Textauszug:
____

Mit Änderungsbescheid vom 17. Oktober 1986 setzte der Beklagte und Revisionskläger (Finanzamt - FA -) die Berlinzulage auf . . . DM fest. Dabei versagte das FA die Zulage für das Programm mit der Begründung, daß es sich dabei um ein immaterielles Wirtschaftsgut handele.
Die Klage hatte in diesem Punkt Erfolg. Das Finanzgericht (FG) stellte fest, daß der Vertrag, mit dem die Klägerin das Programm erworben hat, kein Miet- oder Lizenzvertrag, sondern ein Kaufvertrag ist und daß die Klägerin an dem Programm das Eigentum erworben hat. Das FG sieht in dem Programm ein sog. fixes Standardprogramm (vgl. Walter in Der Betrieb - DB - 1980, 1815 - 1817 -), bei dem sich die geistige Leistung weitgehend materialisiert habe. Das ist nach Auffassung der beteiligten Wirtschaftskreise (Gutachten der Industrie- und Handelskammer Berlin vom 11. Oktober 1984, vgl. dazu näher Urteil des Bundesfinanzhofs - BFH - vom 3. Juli 1987 III R 7/86, BFHE 150, 259, BStBl II 1987, 728) dann der Fall, wenn Computerprogramme hinsichtlich der Auflagenhöhe, des Verhältnisses von Herstellungskosten zu dem Einzelverkaufspreis und hinsichtlich des Vertriebsweges mit Büchern oder Schallplatten vergleichbar sind.
Bei dem Wordstar-Textverarbeitungsprogramm handele es sich - so das FG - bereits um ein solches Programm. Das Programm sei bis zum Sommer 1984 bereits über 1,5 millionenmal verkauft worden. Der Verkaufserfolg beruhe darauf, daß es wegen seiner Anpassung an gängige Betriebssysteme auf über 20 verschiedenen Computern genutzt werden könne. Diese hohe Auflage stelle sicher, daß der Einzelverkaufspreis, den der Anwender zu zahlen habe, nur noch einen Bruchteil der Entwicklungskosten des Programms betrage. Das streitige Textverarbeitungsprogramm werde über den Fachhandel und sogar über den Versandhandel vertrieben, ohne daß der Käufer mit dem Hersteller des Programms in einen direkten Kontakt trete.
Gegen das Urteil wendet sich das FA mit dem Antrag, das FG-Urteil insoweit aufzuheben und die Klage insoweit abzuweisen, als das FG der Klägerin für das Wordstar-Textverarbeitungsprogramm eine Berlinzulage gewährt hat.

____

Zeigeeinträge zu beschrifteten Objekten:
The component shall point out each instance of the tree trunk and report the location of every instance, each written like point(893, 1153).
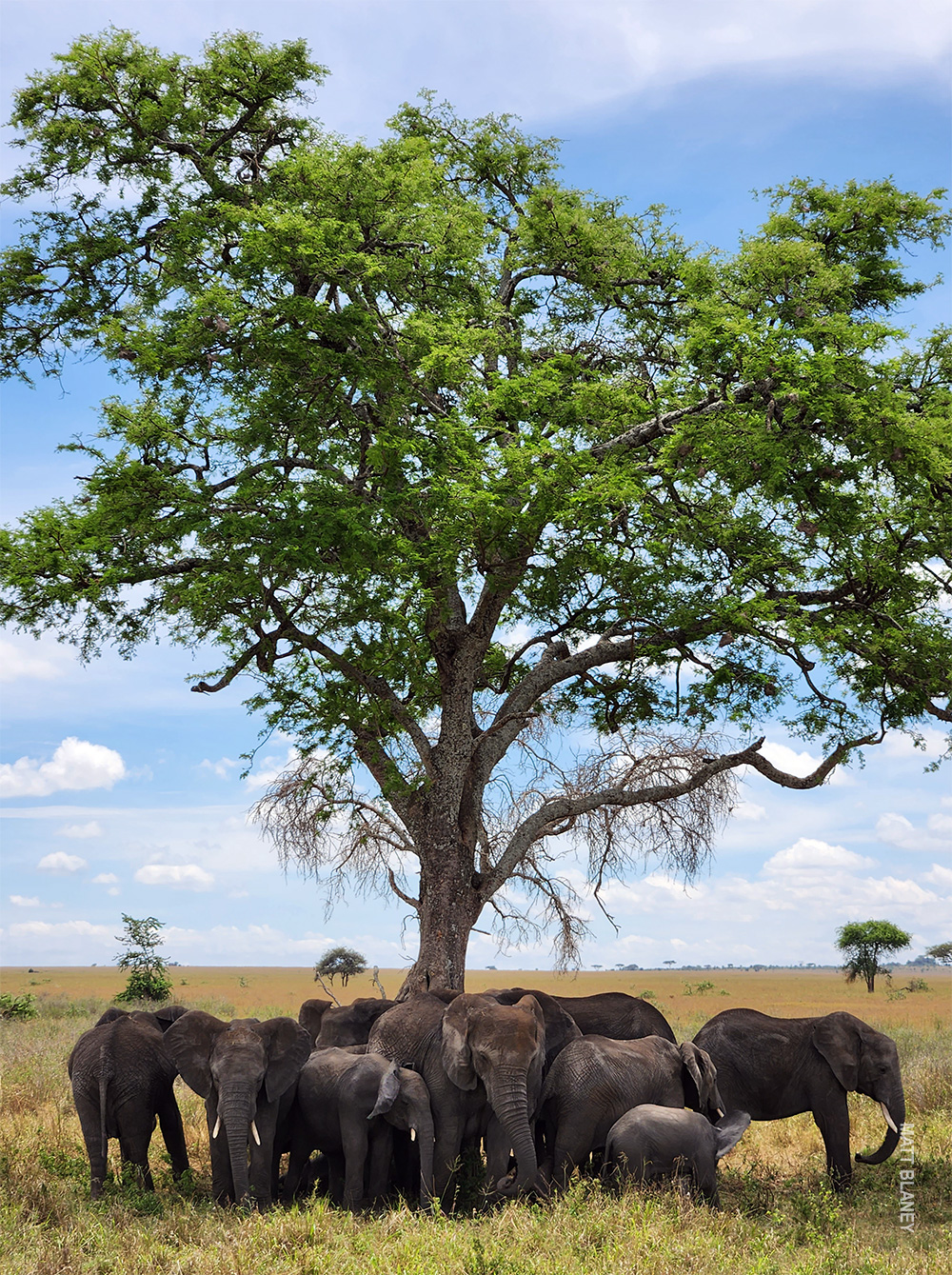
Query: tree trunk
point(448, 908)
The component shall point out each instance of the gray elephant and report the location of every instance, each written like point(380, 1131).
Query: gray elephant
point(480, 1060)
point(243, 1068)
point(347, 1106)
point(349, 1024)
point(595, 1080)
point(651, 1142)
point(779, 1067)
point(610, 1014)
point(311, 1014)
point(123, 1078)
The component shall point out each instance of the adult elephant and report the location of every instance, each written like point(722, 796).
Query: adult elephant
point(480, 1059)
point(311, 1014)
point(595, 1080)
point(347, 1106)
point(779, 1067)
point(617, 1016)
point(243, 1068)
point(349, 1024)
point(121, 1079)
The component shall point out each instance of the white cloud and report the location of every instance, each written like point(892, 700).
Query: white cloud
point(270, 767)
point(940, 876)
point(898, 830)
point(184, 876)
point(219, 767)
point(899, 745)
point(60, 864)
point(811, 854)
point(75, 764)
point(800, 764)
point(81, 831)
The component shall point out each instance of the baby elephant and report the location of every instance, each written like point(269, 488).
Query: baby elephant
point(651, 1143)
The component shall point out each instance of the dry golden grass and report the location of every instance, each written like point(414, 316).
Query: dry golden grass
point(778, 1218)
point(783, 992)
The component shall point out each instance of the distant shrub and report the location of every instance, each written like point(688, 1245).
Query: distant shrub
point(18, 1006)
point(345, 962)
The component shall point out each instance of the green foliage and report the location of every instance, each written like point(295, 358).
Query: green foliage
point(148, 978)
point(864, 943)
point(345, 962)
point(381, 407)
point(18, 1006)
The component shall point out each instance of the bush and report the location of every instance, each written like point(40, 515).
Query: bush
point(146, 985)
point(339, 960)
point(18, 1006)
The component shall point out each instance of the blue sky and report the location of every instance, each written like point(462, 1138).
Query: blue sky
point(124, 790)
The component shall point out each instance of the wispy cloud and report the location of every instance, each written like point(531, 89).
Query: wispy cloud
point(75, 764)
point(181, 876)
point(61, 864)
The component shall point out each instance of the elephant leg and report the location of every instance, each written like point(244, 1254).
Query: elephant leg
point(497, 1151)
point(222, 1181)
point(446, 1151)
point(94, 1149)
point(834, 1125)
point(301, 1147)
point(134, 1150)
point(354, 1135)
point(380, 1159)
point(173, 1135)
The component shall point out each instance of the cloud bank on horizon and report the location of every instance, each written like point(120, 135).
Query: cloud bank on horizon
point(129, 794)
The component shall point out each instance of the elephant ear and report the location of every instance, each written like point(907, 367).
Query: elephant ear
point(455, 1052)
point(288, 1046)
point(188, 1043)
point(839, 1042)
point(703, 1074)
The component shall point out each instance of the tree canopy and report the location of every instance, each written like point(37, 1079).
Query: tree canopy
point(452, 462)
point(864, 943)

____

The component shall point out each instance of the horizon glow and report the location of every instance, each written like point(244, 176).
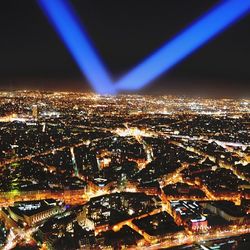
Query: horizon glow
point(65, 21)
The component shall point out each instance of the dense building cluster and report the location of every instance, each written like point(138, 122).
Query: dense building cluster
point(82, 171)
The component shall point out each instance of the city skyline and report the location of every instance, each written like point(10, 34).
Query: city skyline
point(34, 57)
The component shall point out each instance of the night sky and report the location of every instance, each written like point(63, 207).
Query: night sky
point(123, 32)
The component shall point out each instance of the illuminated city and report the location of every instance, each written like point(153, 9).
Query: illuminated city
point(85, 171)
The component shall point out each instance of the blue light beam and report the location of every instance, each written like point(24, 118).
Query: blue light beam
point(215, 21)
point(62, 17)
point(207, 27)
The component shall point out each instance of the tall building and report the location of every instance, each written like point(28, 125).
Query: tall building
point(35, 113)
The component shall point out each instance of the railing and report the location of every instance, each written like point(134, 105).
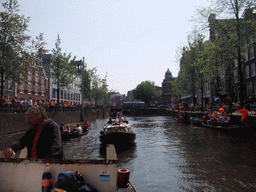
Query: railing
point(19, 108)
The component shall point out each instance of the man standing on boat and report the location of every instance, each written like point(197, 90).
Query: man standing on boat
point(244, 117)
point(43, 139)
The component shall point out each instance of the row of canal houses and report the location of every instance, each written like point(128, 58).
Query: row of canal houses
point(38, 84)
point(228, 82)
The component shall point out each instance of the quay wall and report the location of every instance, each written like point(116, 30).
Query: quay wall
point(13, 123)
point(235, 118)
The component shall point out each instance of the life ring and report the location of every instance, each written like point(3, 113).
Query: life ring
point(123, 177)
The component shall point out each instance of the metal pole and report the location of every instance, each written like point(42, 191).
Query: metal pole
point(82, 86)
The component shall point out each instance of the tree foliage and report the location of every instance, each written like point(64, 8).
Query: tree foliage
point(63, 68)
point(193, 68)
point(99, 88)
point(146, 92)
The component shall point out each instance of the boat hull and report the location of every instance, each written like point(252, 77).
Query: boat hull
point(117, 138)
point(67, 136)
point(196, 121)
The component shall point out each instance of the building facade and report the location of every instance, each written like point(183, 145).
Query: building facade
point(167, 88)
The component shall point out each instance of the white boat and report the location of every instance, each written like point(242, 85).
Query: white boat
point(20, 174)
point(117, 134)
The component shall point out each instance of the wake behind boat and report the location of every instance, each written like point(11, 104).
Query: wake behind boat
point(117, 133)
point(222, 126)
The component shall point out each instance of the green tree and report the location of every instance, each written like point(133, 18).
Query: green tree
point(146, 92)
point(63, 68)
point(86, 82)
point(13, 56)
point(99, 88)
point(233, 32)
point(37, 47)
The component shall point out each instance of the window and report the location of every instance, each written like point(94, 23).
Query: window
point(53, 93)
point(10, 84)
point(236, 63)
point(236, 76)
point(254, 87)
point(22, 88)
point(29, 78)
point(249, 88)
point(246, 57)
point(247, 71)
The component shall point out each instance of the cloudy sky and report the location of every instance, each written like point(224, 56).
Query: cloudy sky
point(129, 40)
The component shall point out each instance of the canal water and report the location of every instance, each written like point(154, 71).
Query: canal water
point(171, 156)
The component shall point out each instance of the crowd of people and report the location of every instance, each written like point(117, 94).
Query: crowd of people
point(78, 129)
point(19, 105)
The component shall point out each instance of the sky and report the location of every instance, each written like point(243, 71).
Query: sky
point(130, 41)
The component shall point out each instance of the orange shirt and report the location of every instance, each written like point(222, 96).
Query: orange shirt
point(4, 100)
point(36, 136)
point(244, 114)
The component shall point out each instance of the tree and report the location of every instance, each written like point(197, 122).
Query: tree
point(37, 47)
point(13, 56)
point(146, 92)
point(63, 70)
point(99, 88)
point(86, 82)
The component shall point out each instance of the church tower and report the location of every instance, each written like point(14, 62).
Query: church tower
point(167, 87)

____

Aufgaben:
**A)** Fassen Sie den Textauszug zur Berlinzulage für ein Textverarbeitungsprogramm in zwei Sätzen zusammen.
**B)** Geben Sie den Teil des Textauszugs wieder, der mit den Worten um „Bei dem Wordstar-Textverarbeitungsprogramm“ einsetzt und mit „direkten Kontakt trete.“ schließt.
Die Auflistung wird hier nicht gebraucht.

Lösungen:
**A)** Das Finanzamt versagte die Berlinzulage für das Wordstar-Textverarbeitungsprogramm mit der Begründung, es handle sich um ein immaterielles Wirtschaftsgut. Das Finanzgericht gab der Klage in diesem Punkt statt, weil die Klägerin das Programm per Kaufvertrag zu Eigentum erworben habe und es ein fixes Standardprogramm sei, wogegen das Finanzamt nun die Aufhebung des Urteils und die Abweisung der Klage beantragt.

**B)**
Bei dem Wordstar-Textverarbeitungsprogramm handele es sich - so das FG - bereits um ein solches Programm. Das Programm sei bis zum Sommer 1984 bereits über 1,5 millionenmal verkauft worden. Der Verkaufserfolg beruhe darauf, daß es wegen seiner Anpassung an gängige Betriebssysteme auf über 20 verschiedenen Computern genutzt werden könne. Diese hohe Auflage stelle sicher, daß der Einzelverkaufspreis, den der Anwender zu zahlen habe, nur noch einen Bruchteil der Entwicklungskosten des Programms betrage. Das streitige Textverarbeitungsprogramm werde über den Fachhandel und sogar über den Versandhandel vertrieben, ohne daß der Käufer mit dem Hersteller des Programms in einen direkten Kontakt trete.